*** GIVEN DATA Section Begins ***

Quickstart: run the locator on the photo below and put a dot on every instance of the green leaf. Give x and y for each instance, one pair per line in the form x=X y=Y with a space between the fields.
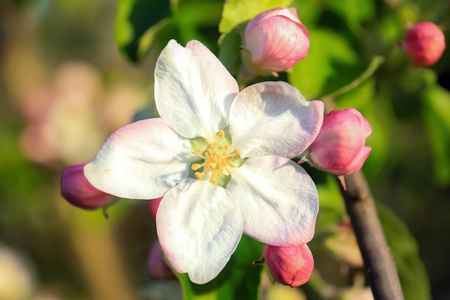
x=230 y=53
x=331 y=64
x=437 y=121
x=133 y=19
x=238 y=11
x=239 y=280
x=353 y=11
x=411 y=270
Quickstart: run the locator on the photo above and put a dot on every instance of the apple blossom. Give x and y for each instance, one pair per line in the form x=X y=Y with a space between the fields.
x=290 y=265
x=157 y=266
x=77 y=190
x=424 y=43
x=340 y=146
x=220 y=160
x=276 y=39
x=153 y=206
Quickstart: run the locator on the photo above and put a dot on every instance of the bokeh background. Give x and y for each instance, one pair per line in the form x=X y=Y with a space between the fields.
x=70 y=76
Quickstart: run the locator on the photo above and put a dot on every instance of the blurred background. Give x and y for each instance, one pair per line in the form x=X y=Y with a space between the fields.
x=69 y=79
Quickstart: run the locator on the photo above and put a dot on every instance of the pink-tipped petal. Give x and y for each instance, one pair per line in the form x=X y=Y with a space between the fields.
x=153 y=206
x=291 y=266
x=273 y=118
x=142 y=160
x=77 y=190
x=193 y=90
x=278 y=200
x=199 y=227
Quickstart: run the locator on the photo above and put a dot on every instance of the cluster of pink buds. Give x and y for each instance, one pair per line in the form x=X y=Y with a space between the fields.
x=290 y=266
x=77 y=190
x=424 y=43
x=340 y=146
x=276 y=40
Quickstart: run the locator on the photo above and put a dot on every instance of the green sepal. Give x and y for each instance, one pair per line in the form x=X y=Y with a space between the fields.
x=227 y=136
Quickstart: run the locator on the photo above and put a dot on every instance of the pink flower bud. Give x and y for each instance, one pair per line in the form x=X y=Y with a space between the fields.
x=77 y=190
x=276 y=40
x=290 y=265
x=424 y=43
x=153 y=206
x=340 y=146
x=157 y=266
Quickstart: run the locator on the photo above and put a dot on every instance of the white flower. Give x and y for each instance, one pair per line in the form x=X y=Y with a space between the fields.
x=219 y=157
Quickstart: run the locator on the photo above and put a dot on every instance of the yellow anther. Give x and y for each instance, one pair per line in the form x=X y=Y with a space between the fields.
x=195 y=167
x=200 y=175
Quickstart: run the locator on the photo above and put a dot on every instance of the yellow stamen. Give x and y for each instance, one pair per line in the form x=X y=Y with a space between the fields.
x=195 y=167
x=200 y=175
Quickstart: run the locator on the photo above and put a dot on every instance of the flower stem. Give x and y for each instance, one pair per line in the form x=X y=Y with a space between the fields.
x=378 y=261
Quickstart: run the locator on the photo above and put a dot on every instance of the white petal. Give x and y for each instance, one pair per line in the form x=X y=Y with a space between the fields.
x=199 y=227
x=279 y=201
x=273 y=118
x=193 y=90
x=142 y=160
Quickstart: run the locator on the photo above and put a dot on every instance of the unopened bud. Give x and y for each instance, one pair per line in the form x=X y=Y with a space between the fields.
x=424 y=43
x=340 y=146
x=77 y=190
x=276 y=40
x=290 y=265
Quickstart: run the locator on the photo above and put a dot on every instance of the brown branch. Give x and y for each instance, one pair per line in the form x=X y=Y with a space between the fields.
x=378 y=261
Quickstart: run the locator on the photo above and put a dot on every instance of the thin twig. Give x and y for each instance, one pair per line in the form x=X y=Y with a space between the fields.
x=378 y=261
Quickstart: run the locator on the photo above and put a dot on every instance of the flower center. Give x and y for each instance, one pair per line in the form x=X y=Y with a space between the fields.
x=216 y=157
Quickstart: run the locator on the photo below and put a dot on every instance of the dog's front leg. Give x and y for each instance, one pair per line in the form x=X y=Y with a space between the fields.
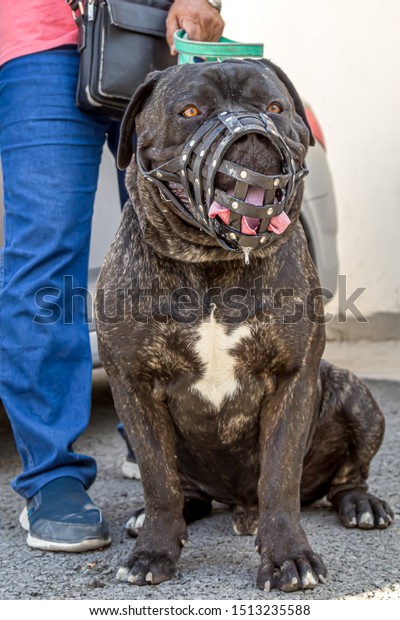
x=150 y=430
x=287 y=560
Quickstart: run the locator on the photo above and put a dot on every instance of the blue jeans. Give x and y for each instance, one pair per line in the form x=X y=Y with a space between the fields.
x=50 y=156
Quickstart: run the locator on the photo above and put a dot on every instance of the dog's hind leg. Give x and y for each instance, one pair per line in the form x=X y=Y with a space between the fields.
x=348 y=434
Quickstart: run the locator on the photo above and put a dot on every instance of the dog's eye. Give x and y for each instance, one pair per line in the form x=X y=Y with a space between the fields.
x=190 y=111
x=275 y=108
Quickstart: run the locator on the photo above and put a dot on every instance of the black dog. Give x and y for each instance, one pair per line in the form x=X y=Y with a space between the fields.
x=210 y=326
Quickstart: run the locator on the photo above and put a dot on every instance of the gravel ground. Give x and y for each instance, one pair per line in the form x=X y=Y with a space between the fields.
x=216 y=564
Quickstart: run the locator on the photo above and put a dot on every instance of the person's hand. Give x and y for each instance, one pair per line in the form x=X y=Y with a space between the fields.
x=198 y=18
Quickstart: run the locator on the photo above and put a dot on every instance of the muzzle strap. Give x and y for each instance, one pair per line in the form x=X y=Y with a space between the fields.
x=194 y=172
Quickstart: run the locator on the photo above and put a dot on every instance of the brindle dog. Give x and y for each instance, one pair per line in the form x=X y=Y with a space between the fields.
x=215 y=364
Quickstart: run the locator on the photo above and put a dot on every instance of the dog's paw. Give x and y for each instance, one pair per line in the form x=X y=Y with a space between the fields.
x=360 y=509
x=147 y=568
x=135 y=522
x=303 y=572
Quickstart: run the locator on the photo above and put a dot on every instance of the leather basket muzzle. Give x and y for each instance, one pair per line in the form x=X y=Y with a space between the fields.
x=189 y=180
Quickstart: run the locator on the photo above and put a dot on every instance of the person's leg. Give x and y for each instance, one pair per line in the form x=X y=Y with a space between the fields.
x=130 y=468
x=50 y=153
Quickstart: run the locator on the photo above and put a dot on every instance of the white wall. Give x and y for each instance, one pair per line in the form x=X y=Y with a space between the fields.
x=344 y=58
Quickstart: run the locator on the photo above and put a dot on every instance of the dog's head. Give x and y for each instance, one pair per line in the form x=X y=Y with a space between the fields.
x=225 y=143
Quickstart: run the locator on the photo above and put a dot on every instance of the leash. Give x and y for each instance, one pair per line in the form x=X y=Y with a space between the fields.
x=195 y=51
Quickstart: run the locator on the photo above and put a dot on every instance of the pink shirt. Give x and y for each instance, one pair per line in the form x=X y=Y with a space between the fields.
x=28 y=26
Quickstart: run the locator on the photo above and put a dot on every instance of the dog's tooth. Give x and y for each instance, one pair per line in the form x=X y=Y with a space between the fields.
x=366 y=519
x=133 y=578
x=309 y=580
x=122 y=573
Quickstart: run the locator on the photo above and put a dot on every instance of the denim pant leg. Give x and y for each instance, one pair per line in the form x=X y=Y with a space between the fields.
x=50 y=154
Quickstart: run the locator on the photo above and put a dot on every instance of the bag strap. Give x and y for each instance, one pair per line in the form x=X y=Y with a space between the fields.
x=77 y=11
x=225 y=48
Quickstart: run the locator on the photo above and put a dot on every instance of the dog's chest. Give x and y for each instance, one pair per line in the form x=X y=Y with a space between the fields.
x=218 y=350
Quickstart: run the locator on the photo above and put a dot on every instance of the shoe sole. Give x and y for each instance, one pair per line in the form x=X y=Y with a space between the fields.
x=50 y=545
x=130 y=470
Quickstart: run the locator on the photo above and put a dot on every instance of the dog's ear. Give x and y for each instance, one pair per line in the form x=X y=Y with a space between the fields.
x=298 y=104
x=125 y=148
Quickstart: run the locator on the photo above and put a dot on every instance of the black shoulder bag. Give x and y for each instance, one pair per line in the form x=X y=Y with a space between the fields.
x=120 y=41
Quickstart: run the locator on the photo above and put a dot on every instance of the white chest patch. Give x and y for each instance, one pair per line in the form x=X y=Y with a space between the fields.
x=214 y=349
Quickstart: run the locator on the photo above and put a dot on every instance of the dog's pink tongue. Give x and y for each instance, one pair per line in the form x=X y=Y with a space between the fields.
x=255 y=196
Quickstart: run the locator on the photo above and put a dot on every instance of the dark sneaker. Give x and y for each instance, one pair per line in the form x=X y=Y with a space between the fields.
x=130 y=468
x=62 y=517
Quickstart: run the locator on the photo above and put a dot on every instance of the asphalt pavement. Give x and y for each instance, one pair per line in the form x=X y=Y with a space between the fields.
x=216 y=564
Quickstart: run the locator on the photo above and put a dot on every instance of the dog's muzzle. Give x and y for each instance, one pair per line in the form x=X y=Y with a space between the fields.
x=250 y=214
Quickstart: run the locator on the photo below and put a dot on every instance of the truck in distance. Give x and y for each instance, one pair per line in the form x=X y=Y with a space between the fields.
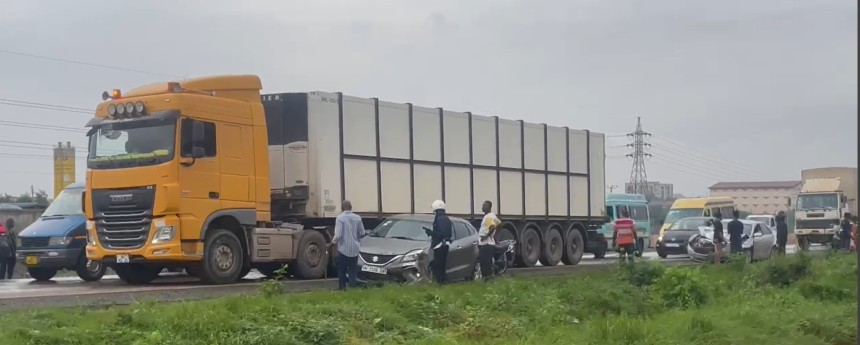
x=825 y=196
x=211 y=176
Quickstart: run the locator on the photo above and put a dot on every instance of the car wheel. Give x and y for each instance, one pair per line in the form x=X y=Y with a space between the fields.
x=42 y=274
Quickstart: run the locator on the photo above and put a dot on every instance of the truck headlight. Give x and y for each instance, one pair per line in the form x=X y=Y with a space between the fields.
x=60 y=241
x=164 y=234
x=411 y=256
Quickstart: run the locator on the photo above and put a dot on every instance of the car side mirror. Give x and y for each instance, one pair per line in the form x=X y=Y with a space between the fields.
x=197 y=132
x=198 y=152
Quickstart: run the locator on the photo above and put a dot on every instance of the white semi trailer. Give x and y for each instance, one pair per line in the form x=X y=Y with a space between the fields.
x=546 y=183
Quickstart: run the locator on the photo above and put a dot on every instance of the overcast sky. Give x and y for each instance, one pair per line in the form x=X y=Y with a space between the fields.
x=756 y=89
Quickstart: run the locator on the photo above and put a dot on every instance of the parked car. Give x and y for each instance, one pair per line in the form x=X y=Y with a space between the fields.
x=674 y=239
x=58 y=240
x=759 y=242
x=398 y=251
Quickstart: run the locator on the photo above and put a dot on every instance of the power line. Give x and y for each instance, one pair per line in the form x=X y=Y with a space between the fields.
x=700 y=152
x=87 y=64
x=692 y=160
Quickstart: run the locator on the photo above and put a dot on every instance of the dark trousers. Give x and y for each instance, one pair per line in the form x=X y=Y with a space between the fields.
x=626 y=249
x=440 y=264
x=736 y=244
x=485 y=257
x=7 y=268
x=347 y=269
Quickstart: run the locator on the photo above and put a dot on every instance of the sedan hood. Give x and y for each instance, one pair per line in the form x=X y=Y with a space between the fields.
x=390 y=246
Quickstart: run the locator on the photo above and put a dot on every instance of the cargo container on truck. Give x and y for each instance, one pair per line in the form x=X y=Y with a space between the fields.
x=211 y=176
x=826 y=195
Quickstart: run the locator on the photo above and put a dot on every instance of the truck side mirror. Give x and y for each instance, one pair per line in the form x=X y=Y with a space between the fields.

*** GIVEN DATA Section Ends ***

* DIRECTIONS
Transcribe, word for word, every line from the one containing "the white semi" through the final line of the entries, and nothing else.

* ANSWER SECTION
Quickstart: run the locator on the photo above and put a dot on every instance of the white semi trailer. Give x and y for each instance, one pair per line in the form x=X y=Y with a space between the fields.
x=546 y=183
Quickstart: run the locator on the photo above and put a dot on every instance of the overcast sky. Give x and y for each instance, one pair per line in the form x=X y=Y with a space between the fields.
x=756 y=89
Quickstart: run the locator on the photo above and put a dot on every instance of the parked car. Give x and y for each instance, one pair per line in the form x=X y=Y with a space between the fields.
x=674 y=239
x=58 y=240
x=759 y=242
x=398 y=251
Quickstart: run the locator on the photo above and put a dot on every instance of the power line. Give x and y for each instance, one pair per line in the form x=X y=Y with a space between the fields.
x=700 y=152
x=87 y=64
x=692 y=160
Quickstart: run the locator on the photo above and put a dot on every instance of the dark trousers. Give x and y for each instance, one pair per line in the form x=X y=Y with a space between the fields.
x=626 y=249
x=440 y=264
x=736 y=244
x=485 y=257
x=7 y=268
x=347 y=269
Quickstart: run the locator on the photo above and put a dot on every instance of the sedan hood. Give x and y for each instance, one pair per line in the form x=X y=Y with a space between the fields.
x=390 y=246
Quickstart: run the locator on the photo above and put a dot on every instance of the cargo container on truck. Give x and y for each instance, one pair per line in the form x=X y=Y with a space between the fields.
x=211 y=176
x=826 y=195
Quickstart: run the locator on the photo above and put a dot on every instance of the truck side mirror. Give x and y for each instance, one pair per line in the form x=X y=Y with a space between the fields.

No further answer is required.